**RECORDS SUPPLIED:**
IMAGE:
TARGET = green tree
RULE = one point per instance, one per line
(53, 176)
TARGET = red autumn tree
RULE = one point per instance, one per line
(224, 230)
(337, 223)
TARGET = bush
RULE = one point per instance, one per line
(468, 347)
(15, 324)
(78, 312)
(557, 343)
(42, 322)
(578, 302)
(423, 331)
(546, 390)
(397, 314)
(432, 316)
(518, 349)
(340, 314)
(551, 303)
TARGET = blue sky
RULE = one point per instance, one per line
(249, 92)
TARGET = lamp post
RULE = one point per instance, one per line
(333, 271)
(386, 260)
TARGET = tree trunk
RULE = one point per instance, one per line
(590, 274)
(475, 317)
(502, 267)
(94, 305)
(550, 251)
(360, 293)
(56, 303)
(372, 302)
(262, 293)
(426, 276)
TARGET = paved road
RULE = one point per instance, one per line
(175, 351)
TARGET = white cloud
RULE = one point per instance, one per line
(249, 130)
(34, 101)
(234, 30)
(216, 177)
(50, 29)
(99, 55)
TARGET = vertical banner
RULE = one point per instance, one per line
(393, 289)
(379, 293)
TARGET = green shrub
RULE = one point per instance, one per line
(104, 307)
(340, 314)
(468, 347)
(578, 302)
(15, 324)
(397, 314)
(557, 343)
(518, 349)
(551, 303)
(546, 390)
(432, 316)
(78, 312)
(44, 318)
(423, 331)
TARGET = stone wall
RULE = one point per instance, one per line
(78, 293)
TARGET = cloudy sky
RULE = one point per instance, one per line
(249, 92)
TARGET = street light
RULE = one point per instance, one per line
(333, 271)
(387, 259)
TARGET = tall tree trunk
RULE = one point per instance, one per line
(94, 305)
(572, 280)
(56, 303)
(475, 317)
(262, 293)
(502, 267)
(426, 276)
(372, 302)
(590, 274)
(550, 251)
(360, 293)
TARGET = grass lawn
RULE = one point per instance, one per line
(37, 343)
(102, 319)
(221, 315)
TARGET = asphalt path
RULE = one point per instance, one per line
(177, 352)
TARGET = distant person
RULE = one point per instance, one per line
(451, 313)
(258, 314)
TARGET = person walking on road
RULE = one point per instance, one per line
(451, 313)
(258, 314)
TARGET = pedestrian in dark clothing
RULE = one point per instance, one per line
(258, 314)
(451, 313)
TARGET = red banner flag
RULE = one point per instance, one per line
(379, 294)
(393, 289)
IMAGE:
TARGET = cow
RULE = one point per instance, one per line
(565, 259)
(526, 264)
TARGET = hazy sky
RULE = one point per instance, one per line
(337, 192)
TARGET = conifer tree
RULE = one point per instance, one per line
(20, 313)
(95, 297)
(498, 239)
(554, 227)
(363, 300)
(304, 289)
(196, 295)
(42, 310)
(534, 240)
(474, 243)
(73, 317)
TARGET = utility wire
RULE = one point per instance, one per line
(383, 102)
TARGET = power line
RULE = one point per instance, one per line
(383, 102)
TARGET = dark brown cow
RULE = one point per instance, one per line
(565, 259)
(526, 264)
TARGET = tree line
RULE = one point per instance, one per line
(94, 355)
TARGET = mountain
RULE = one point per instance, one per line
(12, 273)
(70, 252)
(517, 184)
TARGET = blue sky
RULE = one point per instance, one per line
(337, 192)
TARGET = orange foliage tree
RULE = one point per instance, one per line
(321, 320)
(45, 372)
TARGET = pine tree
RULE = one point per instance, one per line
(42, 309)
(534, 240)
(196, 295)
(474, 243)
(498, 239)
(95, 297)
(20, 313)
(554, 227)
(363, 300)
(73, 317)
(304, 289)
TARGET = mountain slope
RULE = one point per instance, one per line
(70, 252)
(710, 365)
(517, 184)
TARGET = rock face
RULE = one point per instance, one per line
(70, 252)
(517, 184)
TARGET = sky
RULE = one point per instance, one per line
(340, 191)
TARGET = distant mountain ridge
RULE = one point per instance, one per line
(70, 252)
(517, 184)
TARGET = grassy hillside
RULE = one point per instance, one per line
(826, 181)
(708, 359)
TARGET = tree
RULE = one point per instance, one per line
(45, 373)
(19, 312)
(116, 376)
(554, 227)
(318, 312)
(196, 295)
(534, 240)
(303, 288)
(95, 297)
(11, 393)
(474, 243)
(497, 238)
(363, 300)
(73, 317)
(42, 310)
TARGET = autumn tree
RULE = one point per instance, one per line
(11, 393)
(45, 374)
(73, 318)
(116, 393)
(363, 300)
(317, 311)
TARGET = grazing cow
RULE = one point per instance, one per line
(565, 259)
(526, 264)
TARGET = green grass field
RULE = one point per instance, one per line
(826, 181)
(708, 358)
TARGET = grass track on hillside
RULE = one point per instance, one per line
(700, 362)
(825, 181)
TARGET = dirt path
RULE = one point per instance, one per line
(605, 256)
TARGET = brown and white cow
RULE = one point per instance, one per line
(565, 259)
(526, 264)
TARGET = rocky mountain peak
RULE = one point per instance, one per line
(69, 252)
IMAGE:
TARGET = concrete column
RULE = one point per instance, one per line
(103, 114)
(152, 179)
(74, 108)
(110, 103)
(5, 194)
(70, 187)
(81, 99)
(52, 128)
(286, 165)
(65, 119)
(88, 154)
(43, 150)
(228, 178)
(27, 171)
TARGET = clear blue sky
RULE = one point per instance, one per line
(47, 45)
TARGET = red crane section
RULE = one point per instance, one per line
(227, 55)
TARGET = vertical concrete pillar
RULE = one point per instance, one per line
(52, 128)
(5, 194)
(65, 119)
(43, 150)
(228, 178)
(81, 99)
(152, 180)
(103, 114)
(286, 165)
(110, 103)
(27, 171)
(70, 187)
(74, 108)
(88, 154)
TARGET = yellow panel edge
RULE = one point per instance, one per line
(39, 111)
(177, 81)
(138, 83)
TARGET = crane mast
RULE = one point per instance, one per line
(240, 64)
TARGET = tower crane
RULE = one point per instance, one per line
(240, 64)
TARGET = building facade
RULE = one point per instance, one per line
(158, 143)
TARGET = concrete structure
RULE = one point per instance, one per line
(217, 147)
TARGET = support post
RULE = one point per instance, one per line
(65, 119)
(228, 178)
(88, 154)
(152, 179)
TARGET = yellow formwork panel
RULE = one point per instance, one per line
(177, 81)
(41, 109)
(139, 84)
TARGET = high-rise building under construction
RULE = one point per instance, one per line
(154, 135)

**TASK TO COMPLETE:** Rewrite the part of the records that opens with the line containing "TARGET = concrete structure" and closes at the end of the records, keeping every line, and shift each coordinate in the answers by adding 52 to it.

**COMPLETE RESPONSE:**
TARGET = concrete structure
RULE = one point per instance, one per line
(269, 199)
TARGET = support post
RULE = one point per instance, one per line
(117, 171)
(280, 230)
(140, 206)
(204, 231)
TARGET = yellow formwork panel
RULE = one point per instance, one per line
(229, 133)
(93, 161)
(191, 136)
TARGET = high-rise building under construction
RULE = one point per instance, one per line
(206, 187)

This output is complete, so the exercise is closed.